━━━ GIVEN INFORMATION ━━━
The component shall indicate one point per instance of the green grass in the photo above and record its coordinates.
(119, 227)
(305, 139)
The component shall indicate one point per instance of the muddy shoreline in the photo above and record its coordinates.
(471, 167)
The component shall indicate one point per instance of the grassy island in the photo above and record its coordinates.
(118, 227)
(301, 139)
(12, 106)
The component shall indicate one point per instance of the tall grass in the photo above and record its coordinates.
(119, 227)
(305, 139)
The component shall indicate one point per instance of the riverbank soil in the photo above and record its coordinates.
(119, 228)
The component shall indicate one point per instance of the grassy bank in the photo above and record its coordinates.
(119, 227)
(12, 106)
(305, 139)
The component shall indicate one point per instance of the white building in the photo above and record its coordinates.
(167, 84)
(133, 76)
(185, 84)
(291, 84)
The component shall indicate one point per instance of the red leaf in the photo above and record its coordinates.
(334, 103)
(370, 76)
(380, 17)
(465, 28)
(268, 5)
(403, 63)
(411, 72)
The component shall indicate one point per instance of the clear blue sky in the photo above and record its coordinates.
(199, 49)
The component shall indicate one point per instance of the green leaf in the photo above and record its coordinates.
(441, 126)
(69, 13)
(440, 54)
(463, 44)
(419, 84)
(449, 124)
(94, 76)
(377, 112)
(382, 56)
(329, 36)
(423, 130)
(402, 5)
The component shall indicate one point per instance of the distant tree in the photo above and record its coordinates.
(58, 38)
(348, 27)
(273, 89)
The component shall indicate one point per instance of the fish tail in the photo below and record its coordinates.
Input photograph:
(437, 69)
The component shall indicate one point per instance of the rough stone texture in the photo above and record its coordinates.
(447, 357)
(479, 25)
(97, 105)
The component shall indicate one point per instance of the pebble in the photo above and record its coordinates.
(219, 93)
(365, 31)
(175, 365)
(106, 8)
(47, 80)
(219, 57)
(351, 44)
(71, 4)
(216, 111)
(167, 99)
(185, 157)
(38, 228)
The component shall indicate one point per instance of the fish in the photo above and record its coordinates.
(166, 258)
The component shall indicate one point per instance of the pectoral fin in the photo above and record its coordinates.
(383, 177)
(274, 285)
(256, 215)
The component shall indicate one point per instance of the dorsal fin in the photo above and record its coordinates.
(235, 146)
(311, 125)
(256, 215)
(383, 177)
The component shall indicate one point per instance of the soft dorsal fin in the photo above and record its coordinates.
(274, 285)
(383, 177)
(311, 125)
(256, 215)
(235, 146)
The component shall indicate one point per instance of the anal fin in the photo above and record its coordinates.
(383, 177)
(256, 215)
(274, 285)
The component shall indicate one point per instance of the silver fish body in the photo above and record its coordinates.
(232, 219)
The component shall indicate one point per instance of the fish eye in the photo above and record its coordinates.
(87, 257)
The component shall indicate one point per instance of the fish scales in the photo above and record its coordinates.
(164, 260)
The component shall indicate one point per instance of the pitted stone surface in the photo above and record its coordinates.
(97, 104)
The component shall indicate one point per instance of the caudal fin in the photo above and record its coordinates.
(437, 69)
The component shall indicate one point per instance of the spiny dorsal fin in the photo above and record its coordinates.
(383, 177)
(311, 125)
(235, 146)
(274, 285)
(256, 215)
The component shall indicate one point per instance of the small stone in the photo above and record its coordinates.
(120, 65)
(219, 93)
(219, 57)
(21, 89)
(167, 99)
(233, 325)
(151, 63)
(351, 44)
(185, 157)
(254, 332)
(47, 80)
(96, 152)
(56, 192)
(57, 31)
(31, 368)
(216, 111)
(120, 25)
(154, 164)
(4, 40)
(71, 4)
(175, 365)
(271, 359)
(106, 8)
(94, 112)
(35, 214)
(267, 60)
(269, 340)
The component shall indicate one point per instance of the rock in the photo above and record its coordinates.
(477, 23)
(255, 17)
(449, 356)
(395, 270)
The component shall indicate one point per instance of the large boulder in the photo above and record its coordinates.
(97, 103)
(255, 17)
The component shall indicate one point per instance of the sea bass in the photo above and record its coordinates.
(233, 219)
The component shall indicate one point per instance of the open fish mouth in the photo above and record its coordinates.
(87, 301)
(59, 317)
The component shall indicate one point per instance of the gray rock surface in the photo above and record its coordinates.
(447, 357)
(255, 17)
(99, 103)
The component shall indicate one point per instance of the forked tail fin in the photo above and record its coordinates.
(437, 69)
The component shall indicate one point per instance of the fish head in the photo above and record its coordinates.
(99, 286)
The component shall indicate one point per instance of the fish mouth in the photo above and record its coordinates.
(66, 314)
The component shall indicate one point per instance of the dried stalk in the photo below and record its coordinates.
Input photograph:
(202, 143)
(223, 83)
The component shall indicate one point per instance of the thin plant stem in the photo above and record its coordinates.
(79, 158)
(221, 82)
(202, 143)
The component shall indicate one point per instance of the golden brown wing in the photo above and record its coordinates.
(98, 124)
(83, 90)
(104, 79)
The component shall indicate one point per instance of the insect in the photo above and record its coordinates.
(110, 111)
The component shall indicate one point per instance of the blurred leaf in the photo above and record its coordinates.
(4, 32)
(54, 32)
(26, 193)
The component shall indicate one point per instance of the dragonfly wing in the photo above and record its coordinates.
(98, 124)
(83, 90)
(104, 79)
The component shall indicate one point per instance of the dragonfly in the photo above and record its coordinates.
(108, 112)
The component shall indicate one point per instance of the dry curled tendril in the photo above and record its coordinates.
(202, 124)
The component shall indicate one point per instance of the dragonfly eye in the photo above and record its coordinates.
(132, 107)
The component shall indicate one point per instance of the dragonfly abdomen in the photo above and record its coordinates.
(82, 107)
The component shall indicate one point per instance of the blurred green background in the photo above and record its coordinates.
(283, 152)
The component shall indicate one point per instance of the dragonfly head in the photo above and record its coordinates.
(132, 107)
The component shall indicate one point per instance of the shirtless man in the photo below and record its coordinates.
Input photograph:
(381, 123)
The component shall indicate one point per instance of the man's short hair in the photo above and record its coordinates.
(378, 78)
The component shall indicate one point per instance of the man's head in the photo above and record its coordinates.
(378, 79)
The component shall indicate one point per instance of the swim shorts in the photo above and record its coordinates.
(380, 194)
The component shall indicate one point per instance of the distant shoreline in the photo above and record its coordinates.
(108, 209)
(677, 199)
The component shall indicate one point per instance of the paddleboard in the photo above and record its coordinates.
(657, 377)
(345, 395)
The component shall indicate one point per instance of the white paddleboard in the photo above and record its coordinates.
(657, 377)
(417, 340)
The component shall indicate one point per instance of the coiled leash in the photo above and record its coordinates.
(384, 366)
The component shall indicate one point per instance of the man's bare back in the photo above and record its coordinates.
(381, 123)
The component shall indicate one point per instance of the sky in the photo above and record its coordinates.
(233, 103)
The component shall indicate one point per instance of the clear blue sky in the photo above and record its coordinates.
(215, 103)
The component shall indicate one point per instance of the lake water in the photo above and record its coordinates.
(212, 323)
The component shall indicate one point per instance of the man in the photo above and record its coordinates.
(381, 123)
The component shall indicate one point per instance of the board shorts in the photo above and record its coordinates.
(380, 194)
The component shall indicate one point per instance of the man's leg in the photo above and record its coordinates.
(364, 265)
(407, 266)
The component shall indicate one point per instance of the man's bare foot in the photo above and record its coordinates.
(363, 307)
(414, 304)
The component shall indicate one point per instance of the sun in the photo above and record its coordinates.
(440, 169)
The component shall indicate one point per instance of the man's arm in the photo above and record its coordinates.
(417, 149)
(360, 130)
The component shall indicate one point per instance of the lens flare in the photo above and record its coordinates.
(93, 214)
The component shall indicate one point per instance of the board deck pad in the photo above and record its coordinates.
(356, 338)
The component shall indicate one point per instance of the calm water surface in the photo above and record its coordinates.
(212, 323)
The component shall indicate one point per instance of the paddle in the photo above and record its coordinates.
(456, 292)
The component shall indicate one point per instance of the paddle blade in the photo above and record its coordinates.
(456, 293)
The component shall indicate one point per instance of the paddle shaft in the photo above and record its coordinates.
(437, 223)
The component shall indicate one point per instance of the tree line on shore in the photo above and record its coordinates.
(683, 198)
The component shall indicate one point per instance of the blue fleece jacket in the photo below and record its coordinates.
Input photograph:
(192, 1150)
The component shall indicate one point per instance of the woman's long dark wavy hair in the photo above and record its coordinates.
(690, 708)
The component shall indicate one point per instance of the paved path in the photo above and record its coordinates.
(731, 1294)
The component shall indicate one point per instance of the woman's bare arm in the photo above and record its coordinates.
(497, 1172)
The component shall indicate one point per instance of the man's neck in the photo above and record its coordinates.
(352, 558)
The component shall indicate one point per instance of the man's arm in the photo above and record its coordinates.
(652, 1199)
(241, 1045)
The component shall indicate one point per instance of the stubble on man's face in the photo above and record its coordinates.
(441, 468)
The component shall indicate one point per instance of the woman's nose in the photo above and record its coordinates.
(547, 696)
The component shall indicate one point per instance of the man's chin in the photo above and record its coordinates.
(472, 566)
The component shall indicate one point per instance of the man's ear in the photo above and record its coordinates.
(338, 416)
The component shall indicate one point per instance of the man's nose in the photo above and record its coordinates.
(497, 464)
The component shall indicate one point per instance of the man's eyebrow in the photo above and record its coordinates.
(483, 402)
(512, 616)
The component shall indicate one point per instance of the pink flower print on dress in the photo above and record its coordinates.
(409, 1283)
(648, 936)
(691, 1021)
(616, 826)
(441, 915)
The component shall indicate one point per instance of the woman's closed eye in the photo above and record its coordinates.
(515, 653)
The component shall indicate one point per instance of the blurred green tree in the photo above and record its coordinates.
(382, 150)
━━━
DIRECTIONS FOR THIS TASK:
Repeat exactly, and only, the lines from the one containing "the man's neck" through the end of the material.

WRITTEN ANSWER:
The component shall indicate one point per instance of the man's neck in the photo above and record its coordinates.
(352, 558)
The component shall indicate one point per instance of the man's arm in the photo above and record its coordinates.
(652, 1199)
(241, 1045)
The component shall indicate one point per instance of the stubble on man's face in the photo above and record its coordinates.
(441, 468)
The component shall indicate one point per instance of the woman's nose in the photo above and record its coordinates.
(547, 696)
The component shall indicate one point per instance of the man's chin in the photo above and record its coordinates.
(472, 566)
The component shall indicate one point per instance of the man's ear in the photo above and record its coordinates.
(338, 416)
The component shall indicate one point per instance of the man's nose in the photo above and record its coordinates.
(497, 464)
The component shall indicate one point per instance of the man's eyebrow in the photo above and record its coordinates.
(483, 402)
(512, 616)
The component shall indicate one point per instance of the pink flower print on dress in the photo above and record its coordinates.
(409, 1283)
(648, 936)
(691, 1021)
(616, 826)
(441, 915)
The component shall indicate one point per instance of the woman's closed eye in the photo above and record its coordinates.
(515, 653)
The component shall indicate one point per instance of the blurred green tree in the photo above and record its coordinates.
(382, 150)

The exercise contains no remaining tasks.